Exercise directions — Extend the Hong Kong employment update below on the Race Discrimination Bill, continuing from its final sentence.
*** Selected extract
Employment Update, Hong Kong - February 2007

12 February 2007

Darren FitzGerald, Ricky Leung

New legislation

Race discrimination

For many years the Government has maintained that race relations in Hong Kong were harmonious. Anti-race discrimination legislation was at best unnecessary, at worst harmful to Hong Kong’s freewheeling market economy.

Moves to anti-discrimination laws on race in other countries, Hong Kong’s experience with other anti-discrimination legislation such as the Sex Discrimination Ordinance and its pitch to position itself as Asia’s World City, have all contributed to a change of heart.

The long-awaited Race Discrimination Bill was gazetted on 1 December 2006 and introduced into the Legislative Council on 13 December 2006.

Discrimination, harassment and vilification on the grounds of race are prohibited, as is discrimination by way of victimisation.

There is a high probability that the bill will pass in its current form. It is expected to become law from mid-2007.
******
*** Dataset
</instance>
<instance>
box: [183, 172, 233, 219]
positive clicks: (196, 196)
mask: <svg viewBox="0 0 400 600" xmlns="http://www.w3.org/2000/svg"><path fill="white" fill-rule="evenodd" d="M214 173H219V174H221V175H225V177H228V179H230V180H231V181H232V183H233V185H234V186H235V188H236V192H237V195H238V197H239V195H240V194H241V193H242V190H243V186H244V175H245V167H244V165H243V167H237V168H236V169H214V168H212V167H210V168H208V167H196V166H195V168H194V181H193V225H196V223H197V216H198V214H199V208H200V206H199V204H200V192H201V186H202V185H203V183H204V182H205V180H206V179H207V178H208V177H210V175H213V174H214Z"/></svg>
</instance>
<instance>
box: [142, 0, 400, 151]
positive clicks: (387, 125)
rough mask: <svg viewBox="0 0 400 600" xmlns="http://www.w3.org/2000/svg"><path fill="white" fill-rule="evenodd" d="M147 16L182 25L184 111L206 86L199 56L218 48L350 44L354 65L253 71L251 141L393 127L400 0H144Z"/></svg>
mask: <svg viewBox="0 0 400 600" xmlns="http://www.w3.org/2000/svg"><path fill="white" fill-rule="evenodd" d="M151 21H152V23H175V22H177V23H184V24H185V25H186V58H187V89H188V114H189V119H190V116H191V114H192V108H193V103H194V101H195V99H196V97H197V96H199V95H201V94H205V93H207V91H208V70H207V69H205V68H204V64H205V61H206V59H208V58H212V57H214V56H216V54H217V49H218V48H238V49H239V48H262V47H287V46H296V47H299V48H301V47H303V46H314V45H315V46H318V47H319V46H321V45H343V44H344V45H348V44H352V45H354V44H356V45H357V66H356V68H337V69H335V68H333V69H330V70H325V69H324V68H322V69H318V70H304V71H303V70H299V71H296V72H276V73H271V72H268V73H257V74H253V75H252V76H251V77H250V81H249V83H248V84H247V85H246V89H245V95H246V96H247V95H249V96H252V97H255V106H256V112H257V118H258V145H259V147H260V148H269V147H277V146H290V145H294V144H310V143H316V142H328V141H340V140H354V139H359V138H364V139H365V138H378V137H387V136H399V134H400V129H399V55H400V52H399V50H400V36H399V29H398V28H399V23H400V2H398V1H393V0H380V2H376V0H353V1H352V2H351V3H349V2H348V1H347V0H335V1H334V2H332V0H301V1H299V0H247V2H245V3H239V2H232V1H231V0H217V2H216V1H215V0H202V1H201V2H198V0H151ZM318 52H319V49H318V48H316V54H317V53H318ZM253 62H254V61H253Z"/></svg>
******
Response for this exercise —
We can only highlight a few areas of particular interest here.


Racial discrimination is prohibited in various areas, including in relation to employment in Hong Kong.

It is unlawful for an employer to discriminate on the grounds of race against job applicants and existing employees.

Employers will need to review their policies as to how they advertise for work, the grounds on which they base recruitment decisions and ensure that employees of all races are offered equal benefits and opportunities for career development.

Expat terms

While Hong Kong, pollution aside, is certainly not a hardship post, and under Chinese rule and patronage has entrenched its role as Asia’s leading international financial centre, it is still common for companies to lure talent to Hong Kong through expat packages.

It is true that Hong Kong is competing for skilled labour with rivals such as Singapore and increasingly Shanghai, and this is one of the grounds relied on to justify the expat packages. Expat terms by definition are more favourable than those offered to the local staff.

To redress this perceived imbalance, the Bill renders preferential packages for expatriates unlawful, unless the employer can show that the skill, knowledge or experience of the overseas staff member is not readily available in Hong Kong, that this person is recruited or transferred from abroad, and that the provision of preferential terms is reasonable.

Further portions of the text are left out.